## Aufgabenstellung
Schreibe aus dem Text über die Energiepreise alles von "20.01.2022, 12:22 Uhr" bis hinunter zu "die Haushalte entlasten." noch einmal ab. Benenne dabei "Ökonom" in "Volkswirt" um.

## Textauszug
================================

Preis-Schock für Verbraucher Bofinger: "Mehrwertsteuer auf Energie halbieren"
20.01.2022, 12:22 Uhr
Peter Bofinger ist Professor für Volkswirtschaft, Geld und internationale Wirtschaftsbeziehungen in Würzburg. Er meint, die Bundestegierung tue zu weinig gegen die Inflation.
(Foto: picture alliance / Arne Dedert/dpa)
Viele Bürger leiden darunter, dass sie aktuell viel mehr für Gas, Heizöl oder Strom zahlen. Der Ökonom und langjährige Wirtschaftsweise Bofinger wirft der Bundesregierung vor, die Inflationssorgen der Menschen zu ignorieren. Statt an den hohen Energiekosten mitzuverdienen, sollte sie die Haushalte entlasten.

================================

## Bereitgestelltes Material

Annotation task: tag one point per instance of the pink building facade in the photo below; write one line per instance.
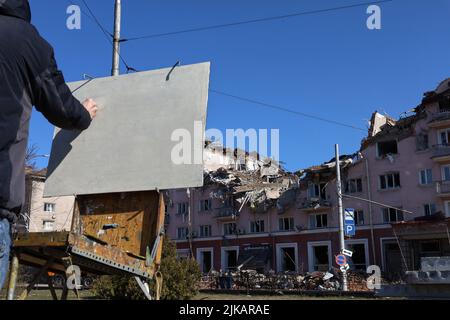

================================

## Ergebnis
20.01.2022, 12:22 Uhr
Peter Bofinger ist Professor für Volkswirtschaft, Geld und internationale Wirtschaftsbeziehungen in Würzburg. Er meint, die Bundestegierung tue zu weinig gegen die Inflation.
(Foto: picture alliance / Arne Dedert/dpa)
Viele Bürger leiden darunter, dass sie aktuell viel mehr für Gas, Heizöl oder Strom zahlen. Der Volkswirt und langjährige Wirtschaftsweise Bofinger wirft der Bundesregierung vor, die Inflationssorgen der Menschen zu ignorieren. Statt an den hohen Energiekosten mitzuverdienen, sollte sie die Haushalte entlasten.